- [Task objective]: Exact repetition of every entry is required.
Records for the task START
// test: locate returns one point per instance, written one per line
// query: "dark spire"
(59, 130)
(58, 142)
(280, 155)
Records for the task END
- [Answer to this task]:
// test: locate returns one point per instance, written one per line
// query: "dark spire"
(59, 130)
(58, 142)
(280, 155)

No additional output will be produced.